STATED EXERCISE —
Report only the number of lines in the entries below that contain the word "query".
>>>
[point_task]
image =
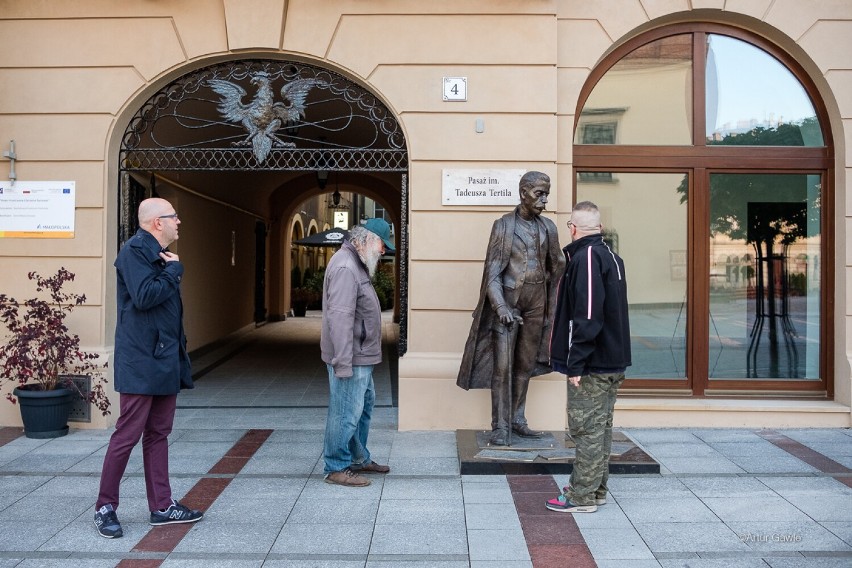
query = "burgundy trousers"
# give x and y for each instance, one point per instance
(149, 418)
<<<
>>>
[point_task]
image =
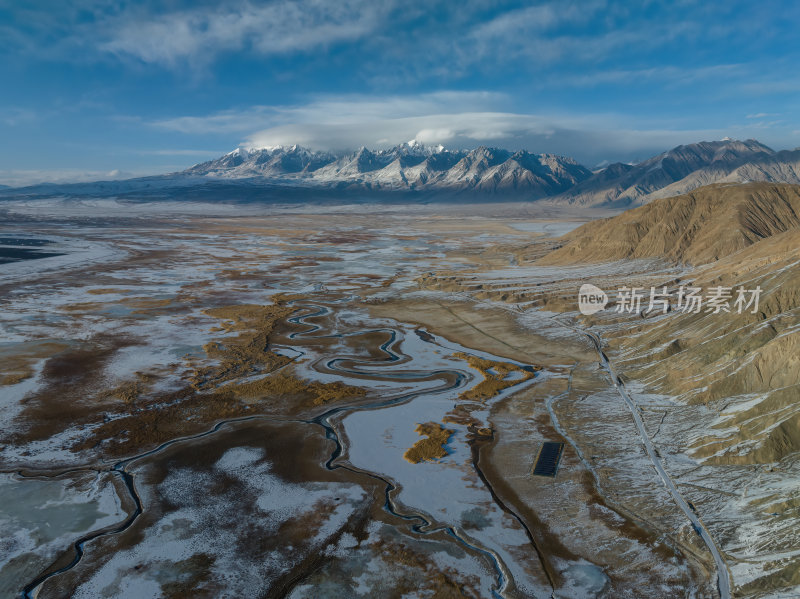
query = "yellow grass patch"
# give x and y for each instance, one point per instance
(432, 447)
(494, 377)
<<<
EXERCISE RESULT —
2